Texto de origem -
╔══

Pouco mencionado pela imprensa daqui, Peter Jackson, diretor inglês de indiscutível talento, lançou “They Shall Not Grow Old”, ou Eles Não Envelhecerão, nos EUA e Europa com muito sucesso. Tem mais apelo a eles que nós, é verdade, mesmo que tenhamos participado da I Guerra Mundial. Poucos sabem disto.
Ah, sim, claro, Jackson foi o diretor de “The Lord of The Rings”, o Senhor dos Anéis, mas isto agora é menos importante que o seu documentário, trabalho forte, pungente mesmo, tocante, com depoimentos de combatentes inéditos e impressionante esforço de pesquisa e restauro de imagens, que foram cuidadosamente colorizadas e até trazidas ao 3D.
Resultado: uma homenagem mais que justa a uma geração que morreu pelos campos de batalha da Europa, especialmente, sendo que por ela, ao menos um milhão de britânicos deram suas vidas.
Uma guerra confusa, pouco entendida, sem grandes movimentos, suja, de corpos estraçalhados, e de real avanço na tecnologia da indústria da guerra… Estima-se que perto de 8 milhões de pessoas tenham morrido, pelo menos 1,8 deles, alemães.
Todas as imagens vêm dos arquivos do Imperial War Museum (que são cinco museus espalhados pelo Reino Unido, três deles em Londres) e que passaram pelo trabalho de escolha, restauro e de aplicação de tecnologias 3D e de colorização, que comentávamos. A narração nos transporta para um tempo que já não existe, feita por veteranos da Grande Guerra, selecionada entre mais de 600 horas de entrevistas no arquivo da BBC e do IWM.

╚══

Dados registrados
╔══

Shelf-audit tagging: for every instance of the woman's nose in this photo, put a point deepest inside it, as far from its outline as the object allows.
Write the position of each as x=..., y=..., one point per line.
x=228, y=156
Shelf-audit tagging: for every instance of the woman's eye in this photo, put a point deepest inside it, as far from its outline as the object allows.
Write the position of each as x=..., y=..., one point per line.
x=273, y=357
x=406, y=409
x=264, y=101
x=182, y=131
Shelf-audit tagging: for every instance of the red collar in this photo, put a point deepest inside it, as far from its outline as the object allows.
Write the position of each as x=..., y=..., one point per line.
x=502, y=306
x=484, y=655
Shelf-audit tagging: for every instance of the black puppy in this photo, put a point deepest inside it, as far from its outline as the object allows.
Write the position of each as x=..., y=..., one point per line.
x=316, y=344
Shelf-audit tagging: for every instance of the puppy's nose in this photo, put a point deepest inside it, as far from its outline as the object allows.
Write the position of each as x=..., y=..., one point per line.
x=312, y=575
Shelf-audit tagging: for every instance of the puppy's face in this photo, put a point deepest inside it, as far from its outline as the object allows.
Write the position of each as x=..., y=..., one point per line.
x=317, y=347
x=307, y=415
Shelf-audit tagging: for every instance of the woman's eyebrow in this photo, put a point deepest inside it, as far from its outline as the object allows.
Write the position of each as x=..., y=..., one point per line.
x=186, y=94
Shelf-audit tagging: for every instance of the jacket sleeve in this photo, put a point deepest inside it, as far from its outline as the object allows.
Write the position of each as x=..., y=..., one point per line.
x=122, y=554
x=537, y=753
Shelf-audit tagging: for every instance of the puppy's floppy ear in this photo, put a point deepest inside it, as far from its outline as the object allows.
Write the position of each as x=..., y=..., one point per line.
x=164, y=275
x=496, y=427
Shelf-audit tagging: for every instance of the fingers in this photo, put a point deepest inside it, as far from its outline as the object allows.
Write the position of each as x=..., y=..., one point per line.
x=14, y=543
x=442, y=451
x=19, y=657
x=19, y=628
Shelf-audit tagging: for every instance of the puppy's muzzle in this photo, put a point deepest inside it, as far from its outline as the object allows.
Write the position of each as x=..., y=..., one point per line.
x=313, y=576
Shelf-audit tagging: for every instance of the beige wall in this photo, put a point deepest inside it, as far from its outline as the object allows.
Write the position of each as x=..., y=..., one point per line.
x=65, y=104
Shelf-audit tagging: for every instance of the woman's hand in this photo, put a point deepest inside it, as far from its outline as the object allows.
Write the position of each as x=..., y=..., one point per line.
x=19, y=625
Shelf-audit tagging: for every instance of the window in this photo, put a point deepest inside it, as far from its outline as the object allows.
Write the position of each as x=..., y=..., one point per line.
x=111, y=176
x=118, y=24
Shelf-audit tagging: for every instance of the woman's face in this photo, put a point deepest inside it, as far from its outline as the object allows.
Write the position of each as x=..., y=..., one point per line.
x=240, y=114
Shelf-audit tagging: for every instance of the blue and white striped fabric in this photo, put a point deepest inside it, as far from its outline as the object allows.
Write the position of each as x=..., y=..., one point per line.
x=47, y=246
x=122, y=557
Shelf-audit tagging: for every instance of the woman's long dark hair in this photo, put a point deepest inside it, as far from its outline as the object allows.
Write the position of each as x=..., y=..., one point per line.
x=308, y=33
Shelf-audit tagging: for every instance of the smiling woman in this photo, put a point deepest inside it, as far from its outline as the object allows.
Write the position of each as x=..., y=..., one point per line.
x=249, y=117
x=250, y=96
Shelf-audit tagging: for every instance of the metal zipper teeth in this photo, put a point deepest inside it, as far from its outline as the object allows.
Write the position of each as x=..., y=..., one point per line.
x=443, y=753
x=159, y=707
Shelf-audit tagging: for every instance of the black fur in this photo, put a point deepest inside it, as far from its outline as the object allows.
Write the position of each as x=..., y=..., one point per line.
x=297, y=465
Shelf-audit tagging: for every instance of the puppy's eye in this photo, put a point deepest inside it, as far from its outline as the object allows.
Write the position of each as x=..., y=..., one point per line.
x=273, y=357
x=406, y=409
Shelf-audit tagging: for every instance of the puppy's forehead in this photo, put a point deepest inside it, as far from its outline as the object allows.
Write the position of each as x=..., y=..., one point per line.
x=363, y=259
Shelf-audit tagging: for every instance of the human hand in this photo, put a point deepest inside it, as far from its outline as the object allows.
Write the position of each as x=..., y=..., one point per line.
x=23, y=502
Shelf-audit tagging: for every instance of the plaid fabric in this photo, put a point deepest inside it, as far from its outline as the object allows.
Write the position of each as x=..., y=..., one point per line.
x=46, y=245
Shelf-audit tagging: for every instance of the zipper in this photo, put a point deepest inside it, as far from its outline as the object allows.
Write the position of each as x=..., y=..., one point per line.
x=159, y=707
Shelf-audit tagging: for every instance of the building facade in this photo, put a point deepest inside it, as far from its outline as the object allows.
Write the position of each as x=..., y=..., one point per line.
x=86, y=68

╚══

Lista de tarefas -
[1] Redigite sem mudar nada o trecho do texto sobre o documentário que vai de "Resultado: uma homenagem" até "BBC e do IWM.", incluindo esses dois pontos.
[2] Para cada afirmação, diga se ela bate com o texto sobre o documentário. Responda sim ou não e cite as palavras do texto que decidem.
(a) As imagens do documentário vêm dos arquivos do Imperial War Museum.
(b) Quatro dos museus do Imperial War Museum ficam em Londres.
(c) A narração foi escolhida entre mais de 600 horas de entrevistas.
[3] Passe para o inglês esta frase do texto sobre o documentário: "A narração nos transporta para um tempo que já não existe, feita por veteranos da Grande Guerra, selecionada entre mais de 600 horas de entrevistas no arquivo da BBC e do IWM."
Não é preciso consultar os registros.

Respostas -
[1]
Resultado: uma homenagem mais que justa a uma geração que morreu pelos campos de batalha da Europa, especialmente, sendo que por ela, ao menos um milhão de britânicos deram suas vidas.
Uma guerra confusa, pouco entendida, sem grandes movimentos, suja, de corpos estraçalhados, e de real avanço na tecnologia da indústria da guerra… Estima-se que perto de 8 milhões de pessoas tenham morrido, pelo menos 1,8 deles, alemães.
Todas as imagens vêm dos arquivos do Imperial War Museum (que são cinco museus espalhados pelo Reino Unido, três deles em Londres) e que passaram pelo trabalho de escolha, restauro e de aplicação de tecnologias 3D e de colorização, que comentávamos. A narração nos transporta para um tempo que já não existe, feita por veteranos da Grande Guerra, selecionada entre mais de 600 horas de entrevistas no arquivo da BBC e do IWM.

[2]
(a) Sim: "Todas as imagens vêm dos arquivos do Imperial War Museum".
(b) Não: "três deles em Londres".
(c) Sim: "selecionada entre mais de 600 horas de entrevistas no arquivo da BBC e do IWM".

[3] The narration carries us to a time that no longer exists; it is given by veterans of the Great War and was selected from more than 600 hours of interviews in the archives of the BBC and the IWM.